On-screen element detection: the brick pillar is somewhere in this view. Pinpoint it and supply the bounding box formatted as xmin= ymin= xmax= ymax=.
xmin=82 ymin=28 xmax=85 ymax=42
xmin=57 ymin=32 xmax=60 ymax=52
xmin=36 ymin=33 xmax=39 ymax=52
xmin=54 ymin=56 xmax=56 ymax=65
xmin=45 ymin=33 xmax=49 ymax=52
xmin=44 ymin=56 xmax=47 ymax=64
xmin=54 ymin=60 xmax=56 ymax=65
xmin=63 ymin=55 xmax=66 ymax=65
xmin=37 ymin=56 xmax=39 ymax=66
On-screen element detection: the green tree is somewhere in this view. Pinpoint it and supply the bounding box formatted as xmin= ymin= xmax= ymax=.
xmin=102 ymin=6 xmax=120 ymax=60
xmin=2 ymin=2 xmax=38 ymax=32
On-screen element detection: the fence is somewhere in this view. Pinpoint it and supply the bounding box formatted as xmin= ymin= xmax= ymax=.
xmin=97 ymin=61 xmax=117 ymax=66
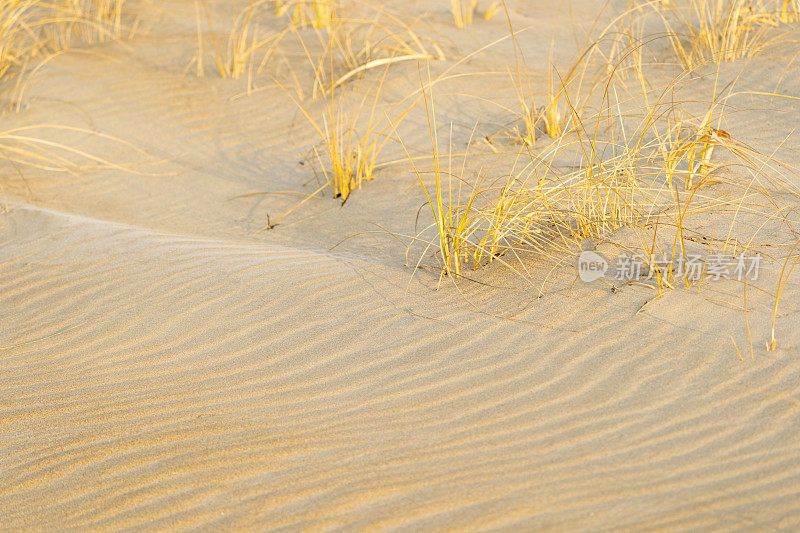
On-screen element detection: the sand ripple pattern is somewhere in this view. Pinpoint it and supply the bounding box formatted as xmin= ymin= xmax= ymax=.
xmin=2 ymin=204 xmax=800 ymax=531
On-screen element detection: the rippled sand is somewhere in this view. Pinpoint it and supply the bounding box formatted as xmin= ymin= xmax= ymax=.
xmin=3 ymin=1 xmax=800 ymax=530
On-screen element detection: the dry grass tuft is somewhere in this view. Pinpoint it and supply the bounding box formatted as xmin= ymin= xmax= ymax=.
xmin=299 ymin=7 xmax=439 ymax=100
xmin=411 ymin=66 xmax=800 ymax=297
xmin=193 ymin=0 xmax=288 ymax=91
xmin=504 ymin=22 xmax=594 ymax=146
xmin=779 ymin=0 xmax=800 ymax=22
xmin=451 ymin=0 xmax=477 ymax=28
xmin=646 ymin=0 xmax=800 ymax=69
xmin=1 ymin=0 xmax=131 ymax=95
xmin=288 ymin=35 xmax=414 ymax=202
xmin=275 ymin=0 xmax=335 ymax=29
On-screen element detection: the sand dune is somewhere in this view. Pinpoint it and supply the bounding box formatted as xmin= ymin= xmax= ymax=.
xmin=3 ymin=200 xmax=800 ymax=530
xmin=3 ymin=0 xmax=800 ymax=530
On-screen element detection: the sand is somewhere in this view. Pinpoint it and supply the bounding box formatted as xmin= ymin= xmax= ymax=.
xmin=2 ymin=0 xmax=800 ymax=530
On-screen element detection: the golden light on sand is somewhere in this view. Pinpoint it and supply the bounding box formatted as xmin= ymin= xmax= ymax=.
xmin=3 ymin=0 xmax=800 ymax=529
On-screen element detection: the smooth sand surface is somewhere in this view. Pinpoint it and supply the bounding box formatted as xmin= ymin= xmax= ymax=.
xmin=2 ymin=1 xmax=800 ymax=530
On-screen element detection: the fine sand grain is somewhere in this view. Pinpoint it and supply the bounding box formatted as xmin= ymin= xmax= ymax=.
xmin=3 ymin=0 xmax=800 ymax=530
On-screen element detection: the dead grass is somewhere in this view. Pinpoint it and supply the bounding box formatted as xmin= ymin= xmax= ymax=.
xmin=451 ymin=0 xmax=477 ymax=28
xmin=298 ymin=6 xmax=440 ymax=100
xmin=408 ymin=62 xmax=800 ymax=302
xmin=501 ymin=2 xmax=602 ymax=147
xmin=287 ymin=29 xmax=415 ymax=202
xmin=0 ymin=124 xmax=155 ymax=180
xmin=1 ymin=0 xmax=132 ymax=95
xmin=193 ymin=0 xmax=288 ymax=93
xmin=275 ymin=0 xmax=335 ymax=29
xmin=5 ymin=0 xmax=798 ymax=347
xmin=628 ymin=0 xmax=800 ymax=69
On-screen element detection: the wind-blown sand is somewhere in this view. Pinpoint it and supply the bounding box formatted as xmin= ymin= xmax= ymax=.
xmin=2 ymin=1 xmax=800 ymax=530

_Instructions to follow_
For the records above, give every line again exactly and skip the pictures.

_Your response_
On-screen element detection: the brick pillar is somewhere in this view. Pinpoint it and supply the bounding box formatted as xmin= ymin= xmax= ymax=.
xmin=82 ymin=28 xmax=85 ymax=42
xmin=57 ymin=32 xmax=60 ymax=52
xmin=36 ymin=33 xmax=39 ymax=52
xmin=54 ymin=56 xmax=56 ymax=65
xmin=45 ymin=33 xmax=49 ymax=52
xmin=44 ymin=56 xmax=47 ymax=64
xmin=54 ymin=60 xmax=56 ymax=65
xmin=63 ymin=55 xmax=66 ymax=65
xmin=37 ymin=56 xmax=39 ymax=66
On-screen element detection: the green tree is somewhere in this view. Pinpoint it and supply the bounding box formatted as xmin= ymin= xmax= ymax=.
xmin=102 ymin=6 xmax=120 ymax=60
xmin=2 ymin=2 xmax=38 ymax=32
On-screen element detection: the fence is somewhere in this view. Pinpoint it and supply the bounding box formatted as xmin= ymin= xmax= ymax=.
xmin=97 ymin=61 xmax=117 ymax=66
On-screen element detection: the sand ripple pattern is somewhere in this view. Pinpoint it and supply the bounding box formatted as xmin= ymin= xmax= ymax=.
xmin=2 ymin=204 xmax=800 ymax=531
On-screen element detection: the rippled sand is somewhere in this view. Pinpoint it and supply the bounding box formatted as xmin= ymin= xmax= ymax=.
xmin=3 ymin=1 xmax=800 ymax=530
On-screen element detection: the dry grass tuft is somewhere in this view. Pinpoint it and supply the bounding box formatted as xmin= ymin= xmax= ymax=.
xmin=299 ymin=7 xmax=439 ymax=100
xmin=411 ymin=66 xmax=800 ymax=297
xmin=193 ymin=0 xmax=288 ymax=91
xmin=504 ymin=22 xmax=594 ymax=146
xmin=779 ymin=0 xmax=800 ymax=22
xmin=451 ymin=0 xmax=477 ymax=28
xmin=646 ymin=0 xmax=800 ymax=69
xmin=1 ymin=0 xmax=131 ymax=95
xmin=288 ymin=35 xmax=414 ymax=202
xmin=275 ymin=0 xmax=335 ymax=29
On-screen element detection: the sand dune is somewhere in this view. Pinpoint it and supply the bounding box formatted as xmin= ymin= xmax= ymax=.
xmin=3 ymin=200 xmax=800 ymax=530
xmin=3 ymin=0 xmax=800 ymax=530
On-screen element detection: the sand is somewhere in this view. Pinpoint it and supply the bounding box formatted as xmin= ymin= xmax= ymax=.
xmin=2 ymin=0 xmax=800 ymax=530
On-screen element detection: the golden light on sand is somewhere in this view. Pinpoint it and supply the bounding box formatted as xmin= ymin= xmax= ymax=.
xmin=3 ymin=0 xmax=800 ymax=529
On-screen element detection: the smooth sand surface is somewhere in this view. Pinpoint it and supply the bounding box formatted as xmin= ymin= xmax= ymax=.
xmin=2 ymin=1 xmax=800 ymax=530
On-screen element detection: the fine sand grain is somewhere in this view. Pinpoint it and supply the bounding box formatted as xmin= ymin= xmax= ymax=.
xmin=3 ymin=0 xmax=800 ymax=530
On-screen element detection: the dead grass is somewhere in this view. Pinpoint it and supply the bounding box formatted as xmin= ymin= xmax= ymax=.
xmin=451 ymin=0 xmax=477 ymax=28
xmin=298 ymin=6 xmax=440 ymax=100
xmin=408 ymin=62 xmax=800 ymax=302
xmin=501 ymin=2 xmax=602 ymax=147
xmin=287 ymin=29 xmax=415 ymax=202
xmin=0 ymin=124 xmax=155 ymax=180
xmin=1 ymin=0 xmax=132 ymax=95
xmin=193 ymin=0 xmax=288 ymax=93
xmin=275 ymin=0 xmax=335 ymax=29
xmin=5 ymin=0 xmax=798 ymax=347
xmin=628 ymin=0 xmax=800 ymax=69
On-screen element detection: the wind-blown sand is somewhere in this view. Pinpoint it and supply the bounding box formatted as xmin= ymin= xmax= ymax=.
xmin=2 ymin=1 xmax=800 ymax=530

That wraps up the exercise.